== WORK INSTRUCTIONS ==
Copy the data from its first line through the line containing "[(673, 184)]", substituting "image" for every "photograph" and leaving everything else unchanged.

___ TASK MATERIAL ___

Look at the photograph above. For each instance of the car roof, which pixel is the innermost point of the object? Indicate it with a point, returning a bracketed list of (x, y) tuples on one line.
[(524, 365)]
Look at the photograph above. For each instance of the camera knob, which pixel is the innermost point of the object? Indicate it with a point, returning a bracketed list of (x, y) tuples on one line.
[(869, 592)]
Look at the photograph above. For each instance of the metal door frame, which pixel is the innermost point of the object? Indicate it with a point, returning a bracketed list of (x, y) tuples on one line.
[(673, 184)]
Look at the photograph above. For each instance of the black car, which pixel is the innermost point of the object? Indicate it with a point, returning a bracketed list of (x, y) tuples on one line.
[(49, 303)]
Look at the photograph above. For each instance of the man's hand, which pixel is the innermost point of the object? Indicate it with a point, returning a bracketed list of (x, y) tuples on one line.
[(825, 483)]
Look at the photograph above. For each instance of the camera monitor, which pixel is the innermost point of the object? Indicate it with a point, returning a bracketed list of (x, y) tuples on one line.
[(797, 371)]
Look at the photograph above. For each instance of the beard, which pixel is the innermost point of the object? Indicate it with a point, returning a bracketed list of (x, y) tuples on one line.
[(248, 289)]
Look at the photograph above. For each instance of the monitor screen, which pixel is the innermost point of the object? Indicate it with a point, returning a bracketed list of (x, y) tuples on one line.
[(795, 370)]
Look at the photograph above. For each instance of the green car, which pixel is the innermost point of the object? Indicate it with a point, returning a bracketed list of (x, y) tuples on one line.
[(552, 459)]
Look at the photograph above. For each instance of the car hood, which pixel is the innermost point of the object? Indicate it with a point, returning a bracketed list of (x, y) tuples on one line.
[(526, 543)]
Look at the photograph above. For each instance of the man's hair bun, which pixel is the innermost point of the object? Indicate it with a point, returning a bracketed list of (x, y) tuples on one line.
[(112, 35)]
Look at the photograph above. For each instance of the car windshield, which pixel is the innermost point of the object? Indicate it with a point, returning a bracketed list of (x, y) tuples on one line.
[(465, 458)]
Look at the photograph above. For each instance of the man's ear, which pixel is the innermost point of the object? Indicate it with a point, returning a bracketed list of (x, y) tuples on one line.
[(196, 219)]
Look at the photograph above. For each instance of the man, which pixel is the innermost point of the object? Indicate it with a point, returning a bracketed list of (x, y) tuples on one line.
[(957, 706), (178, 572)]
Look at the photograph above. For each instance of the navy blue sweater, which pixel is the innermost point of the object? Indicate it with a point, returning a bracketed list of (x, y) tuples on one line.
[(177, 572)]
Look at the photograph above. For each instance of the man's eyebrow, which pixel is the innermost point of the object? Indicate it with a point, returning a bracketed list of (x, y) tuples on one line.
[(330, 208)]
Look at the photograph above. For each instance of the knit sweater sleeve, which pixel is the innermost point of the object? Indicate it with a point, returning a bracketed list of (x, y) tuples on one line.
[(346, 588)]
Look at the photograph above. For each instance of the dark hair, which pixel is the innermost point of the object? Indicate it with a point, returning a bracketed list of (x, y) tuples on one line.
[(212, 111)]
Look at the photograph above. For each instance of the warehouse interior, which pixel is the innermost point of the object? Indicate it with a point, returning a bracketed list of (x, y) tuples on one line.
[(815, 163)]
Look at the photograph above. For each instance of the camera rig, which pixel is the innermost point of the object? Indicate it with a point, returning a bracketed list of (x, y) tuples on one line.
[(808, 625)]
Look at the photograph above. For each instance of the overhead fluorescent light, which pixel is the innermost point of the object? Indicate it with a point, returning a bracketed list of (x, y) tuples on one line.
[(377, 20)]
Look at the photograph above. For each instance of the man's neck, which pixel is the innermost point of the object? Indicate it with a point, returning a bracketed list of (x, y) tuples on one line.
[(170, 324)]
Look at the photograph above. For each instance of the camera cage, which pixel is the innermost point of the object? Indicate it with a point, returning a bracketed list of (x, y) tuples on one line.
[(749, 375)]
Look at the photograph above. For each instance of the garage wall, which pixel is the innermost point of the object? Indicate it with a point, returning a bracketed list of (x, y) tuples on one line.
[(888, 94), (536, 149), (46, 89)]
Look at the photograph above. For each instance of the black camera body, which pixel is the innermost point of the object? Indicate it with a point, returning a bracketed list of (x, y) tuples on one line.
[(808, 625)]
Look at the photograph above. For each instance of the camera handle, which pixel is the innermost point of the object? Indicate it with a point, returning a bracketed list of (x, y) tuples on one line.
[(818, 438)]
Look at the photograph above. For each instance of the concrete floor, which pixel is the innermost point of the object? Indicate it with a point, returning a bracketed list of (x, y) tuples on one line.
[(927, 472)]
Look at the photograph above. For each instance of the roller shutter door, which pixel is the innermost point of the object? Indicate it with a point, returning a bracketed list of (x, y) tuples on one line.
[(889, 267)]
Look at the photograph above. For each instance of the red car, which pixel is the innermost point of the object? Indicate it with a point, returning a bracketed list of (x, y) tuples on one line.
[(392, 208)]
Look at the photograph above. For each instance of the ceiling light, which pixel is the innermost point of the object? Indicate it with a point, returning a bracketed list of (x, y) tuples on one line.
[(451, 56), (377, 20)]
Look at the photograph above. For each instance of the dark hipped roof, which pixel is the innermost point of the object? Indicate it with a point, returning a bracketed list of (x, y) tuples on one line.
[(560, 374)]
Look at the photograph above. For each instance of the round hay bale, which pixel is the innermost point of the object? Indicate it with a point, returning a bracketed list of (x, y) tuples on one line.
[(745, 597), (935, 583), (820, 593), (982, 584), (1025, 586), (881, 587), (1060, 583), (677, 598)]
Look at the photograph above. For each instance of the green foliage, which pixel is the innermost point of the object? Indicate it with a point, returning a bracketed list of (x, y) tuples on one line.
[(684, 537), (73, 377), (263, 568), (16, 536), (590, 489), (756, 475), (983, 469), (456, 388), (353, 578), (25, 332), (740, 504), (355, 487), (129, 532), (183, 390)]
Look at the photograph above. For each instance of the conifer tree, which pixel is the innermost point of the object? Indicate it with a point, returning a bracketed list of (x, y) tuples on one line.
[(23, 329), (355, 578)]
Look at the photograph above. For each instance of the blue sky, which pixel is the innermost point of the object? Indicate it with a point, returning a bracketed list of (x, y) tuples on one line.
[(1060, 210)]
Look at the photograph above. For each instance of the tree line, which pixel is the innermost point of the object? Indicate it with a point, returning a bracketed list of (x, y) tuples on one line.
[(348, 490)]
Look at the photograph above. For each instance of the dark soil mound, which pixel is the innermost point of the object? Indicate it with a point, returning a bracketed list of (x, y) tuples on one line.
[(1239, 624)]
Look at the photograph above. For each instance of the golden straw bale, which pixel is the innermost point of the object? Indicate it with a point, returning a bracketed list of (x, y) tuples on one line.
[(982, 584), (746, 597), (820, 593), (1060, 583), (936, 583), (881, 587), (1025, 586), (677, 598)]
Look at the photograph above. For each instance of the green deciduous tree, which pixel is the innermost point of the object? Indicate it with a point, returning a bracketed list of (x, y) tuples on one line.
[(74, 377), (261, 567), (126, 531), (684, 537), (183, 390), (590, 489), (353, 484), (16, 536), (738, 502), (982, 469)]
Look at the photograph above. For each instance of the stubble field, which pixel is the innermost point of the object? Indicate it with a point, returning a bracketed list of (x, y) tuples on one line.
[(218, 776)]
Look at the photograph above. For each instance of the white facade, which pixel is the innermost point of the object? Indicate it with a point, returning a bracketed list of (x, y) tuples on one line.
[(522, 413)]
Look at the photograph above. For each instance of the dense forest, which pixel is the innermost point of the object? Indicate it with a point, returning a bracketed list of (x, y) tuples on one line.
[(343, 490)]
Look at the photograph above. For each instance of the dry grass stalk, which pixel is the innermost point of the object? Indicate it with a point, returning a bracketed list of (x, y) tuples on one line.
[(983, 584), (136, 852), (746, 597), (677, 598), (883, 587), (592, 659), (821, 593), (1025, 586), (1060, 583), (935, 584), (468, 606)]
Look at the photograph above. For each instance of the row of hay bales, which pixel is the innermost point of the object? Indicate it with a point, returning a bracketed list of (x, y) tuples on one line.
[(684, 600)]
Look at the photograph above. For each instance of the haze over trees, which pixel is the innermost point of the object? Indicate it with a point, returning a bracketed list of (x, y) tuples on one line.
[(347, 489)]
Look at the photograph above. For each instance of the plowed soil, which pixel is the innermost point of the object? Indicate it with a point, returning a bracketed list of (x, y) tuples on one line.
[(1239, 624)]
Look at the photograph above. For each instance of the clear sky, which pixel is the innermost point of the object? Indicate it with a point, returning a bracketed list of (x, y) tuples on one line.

___

== OUTPUT OF THE EXERCISE ==
Look at the image above. For each instance of the car roof, which pixel is the innermost point of the object? Indicate it with a point, returning a bracketed list of (x, y) tuples on one line.
[(524, 365)]
Look at the image above. For each instance of the camera knob, which pixel is the innermost point of the object? Indicate it with a point, returning a bracketed list of (x, y) tuples on one line.
[(869, 592)]
Look at the image above. For each instance of the metal door frame, which pixel is the innermost point of the object? Indicate it with a point, returning a bracketed list of (x, y) tuples on one line.
[(673, 184)]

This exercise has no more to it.